• Task goal: Take the listing and print it in full, exactly as given.

[Rows from a pointing dataset]

- - -

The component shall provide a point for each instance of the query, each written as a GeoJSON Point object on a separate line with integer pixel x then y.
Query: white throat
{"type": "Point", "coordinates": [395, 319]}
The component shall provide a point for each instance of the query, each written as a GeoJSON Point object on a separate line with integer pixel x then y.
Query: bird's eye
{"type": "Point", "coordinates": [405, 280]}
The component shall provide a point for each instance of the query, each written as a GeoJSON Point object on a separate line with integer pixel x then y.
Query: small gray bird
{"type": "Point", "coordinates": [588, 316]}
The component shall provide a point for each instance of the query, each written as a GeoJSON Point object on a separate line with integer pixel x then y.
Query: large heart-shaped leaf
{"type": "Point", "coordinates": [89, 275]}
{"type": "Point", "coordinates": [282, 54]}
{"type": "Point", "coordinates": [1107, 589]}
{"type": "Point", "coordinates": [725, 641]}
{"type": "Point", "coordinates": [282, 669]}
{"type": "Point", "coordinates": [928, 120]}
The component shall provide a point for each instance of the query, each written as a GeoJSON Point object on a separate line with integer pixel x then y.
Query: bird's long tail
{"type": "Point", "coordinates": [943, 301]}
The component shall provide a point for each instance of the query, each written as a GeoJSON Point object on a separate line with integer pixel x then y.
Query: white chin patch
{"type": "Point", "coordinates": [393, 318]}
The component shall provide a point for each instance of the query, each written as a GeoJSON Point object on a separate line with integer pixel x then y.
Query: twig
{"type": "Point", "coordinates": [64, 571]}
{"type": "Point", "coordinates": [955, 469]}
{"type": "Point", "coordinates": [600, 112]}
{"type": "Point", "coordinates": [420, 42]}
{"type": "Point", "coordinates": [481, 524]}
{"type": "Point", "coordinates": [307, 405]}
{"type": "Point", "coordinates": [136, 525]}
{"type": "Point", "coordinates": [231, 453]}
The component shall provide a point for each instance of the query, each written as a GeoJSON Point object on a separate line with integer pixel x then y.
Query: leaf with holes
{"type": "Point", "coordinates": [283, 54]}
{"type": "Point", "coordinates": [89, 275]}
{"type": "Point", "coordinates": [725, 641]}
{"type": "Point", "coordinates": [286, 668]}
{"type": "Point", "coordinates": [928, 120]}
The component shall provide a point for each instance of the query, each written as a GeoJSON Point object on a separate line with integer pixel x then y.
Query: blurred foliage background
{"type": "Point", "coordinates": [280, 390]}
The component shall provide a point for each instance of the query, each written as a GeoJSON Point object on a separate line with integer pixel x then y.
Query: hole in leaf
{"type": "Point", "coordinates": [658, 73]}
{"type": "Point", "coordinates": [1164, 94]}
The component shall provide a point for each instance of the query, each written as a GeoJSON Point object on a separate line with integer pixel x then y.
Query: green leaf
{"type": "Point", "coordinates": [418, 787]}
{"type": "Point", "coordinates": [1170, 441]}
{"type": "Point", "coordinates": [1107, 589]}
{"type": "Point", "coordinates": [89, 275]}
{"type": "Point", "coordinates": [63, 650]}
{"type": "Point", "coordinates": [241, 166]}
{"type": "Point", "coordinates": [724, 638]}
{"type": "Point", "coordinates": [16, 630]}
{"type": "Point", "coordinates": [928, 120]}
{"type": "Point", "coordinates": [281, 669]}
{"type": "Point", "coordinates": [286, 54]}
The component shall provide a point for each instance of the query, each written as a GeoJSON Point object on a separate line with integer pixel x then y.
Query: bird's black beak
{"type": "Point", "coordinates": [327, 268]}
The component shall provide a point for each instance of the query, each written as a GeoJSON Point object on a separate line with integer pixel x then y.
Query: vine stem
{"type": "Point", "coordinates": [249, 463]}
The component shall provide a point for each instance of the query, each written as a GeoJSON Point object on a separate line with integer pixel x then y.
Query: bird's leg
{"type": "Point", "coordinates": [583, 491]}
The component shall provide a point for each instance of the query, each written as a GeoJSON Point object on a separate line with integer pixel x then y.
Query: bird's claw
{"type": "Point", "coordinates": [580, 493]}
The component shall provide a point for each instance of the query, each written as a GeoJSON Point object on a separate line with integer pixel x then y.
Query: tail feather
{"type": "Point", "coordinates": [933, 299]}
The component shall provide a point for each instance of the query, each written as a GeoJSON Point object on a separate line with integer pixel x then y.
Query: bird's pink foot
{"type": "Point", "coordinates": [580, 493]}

- - -

• Expected output:
The component shall provide a point for each instance of the query, each written as a GeoJSON Point object on a separate line with integer pixel x then y.
Query: white throat
{"type": "Point", "coordinates": [395, 319]}
The component shall provide a point for each instance of the query, each written as a GeoJSON Point object on a separate line with integer pixel x then y.
Query: bird's eye
{"type": "Point", "coordinates": [405, 280]}
The component shall provide a point for each instance of the query, each written as a GeoJSON Point object on a separate line with integer pixel x then y.
Query: small gray bird
{"type": "Point", "coordinates": [588, 316]}
The component shall provide a point for each instance of the query, each written as a GeoJSON Point object on a separate line with integer pixel x then y.
Query: large heart-shaped leaf
{"type": "Point", "coordinates": [89, 275]}
{"type": "Point", "coordinates": [282, 54]}
{"type": "Point", "coordinates": [1107, 589]}
{"type": "Point", "coordinates": [725, 641]}
{"type": "Point", "coordinates": [282, 669]}
{"type": "Point", "coordinates": [928, 120]}
The component shall provide a point for each instance of the query, each written as a GeoJSON Point object on a separate line with integer pixel x then y.
Query: bird's long tail
{"type": "Point", "coordinates": [943, 301]}
The component shall provide a point for each instance of the query, each written as a GeoJSON Point object on a separate line with integer pixel x then y.
Query: white chin patch
{"type": "Point", "coordinates": [393, 318]}
The component shall provide a point for each instance of the query, each written as a GeoJSON Point object on a separate line with integer pixel x then y.
Query: twig
{"type": "Point", "coordinates": [64, 571]}
{"type": "Point", "coordinates": [955, 469]}
{"type": "Point", "coordinates": [600, 112]}
{"type": "Point", "coordinates": [420, 42]}
{"type": "Point", "coordinates": [481, 524]}
{"type": "Point", "coordinates": [307, 405]}
{"type": "Point", "coordinates": [136, 525]}
{"type": "Point", "coordinates": [231, 453]}
The component shall provide a point for each instance of the query, each written as a GeoJSON Point object on a separate line with integer pixel x then y.
Query: leaf with holes
{"type": "Point", "coordinates": [283, 54]}
{"type": "Point", "coordinates": [89, 275]}
{"type": "Point", "coordinates": [725, 641]}
{"type": "Point", "coordinates": [286, 668]}
{"type": "Point", "coordinates": [928, 120]}
The component shall provide a point for each instance of the query, each written as a GeoJSON Point object on a separate line with integer pixel x then y.
Query: blurred foliage background
{"type": "Point", "coordinates": [280, 390]}
The component shall provide a point for each instance of the query, each written as a GeoJSON Point object on a separate line with integer pixel x then y.
Query: hole in leaf
{"type": "Point", "coordinates": [658, 73]}
{"type": "Point", "coordinates": [1164, 94]}
The component shall provide a point for each instance of the query, each written as a GeoJSON Point object on a separate line with integer pixel x then y.
Query: green leaf
{"type": "Point", "coordinates": [418, 787]}
{"type": "Point", "coordinates": [1170, 441]}
{"type": "Point", "coordinates": [1107, 589]}
{"type": "Point", "coordinates": [89, 275]}
{"type": "Point", "coordinates": [63, 650]}
{"type": "Point", "coordinates": [241, 166]}
{"type": "Point", "coordinates": [724, 638]}
{"type": "Point", "coordinates": [16, 630]}
{"type": "Point", "coordinates": [928, 120]}
{"type": "Point", "coordinates": [281, 669]}
{"type": "Point", "coordinates": [286, 54]}
The component shall provide a point for each instance of the query, each written as a GeoJSON Point object on a separate line with integer pixel x then y.
Query: bird's black beak
{"type": "Point", "coordinates": [327, 268]}
The component shall provide a point for each instance of the query, each written as a GeoJSON Point object on a separate line with integer pixel x then y.
Query: vine stem
{"type": "Point", "coordinates": [249, 463]}
The component shall provide a point for each instance of the query, each written as a GeoJSON Point object on a separate line with integer pixel x then y.
Query: bird's leg
{"type": "Point", "coordinates": [583, 491]}
The component shall provide a point for each instance of the query, each written as a GeoJSON Point object on a separate line with integer pixel x then y.
Query: bird's claw
{"type": "Point", "coordinates": [580, 493]}
The component shall provide a point for each instance of the query, each written as a GeoJSON Point object on a separate line with integer pixel x then y.
Query: tail feather
{"type": "Point", "coordinates": [933, 299]}
The component shall provide a point for each instance of the query, each written as a GeoJSON Point object on a separate line with integer pixel x then y.
Query: bird's pink foot
{"type": "Point", "coordinates": [580, 493]}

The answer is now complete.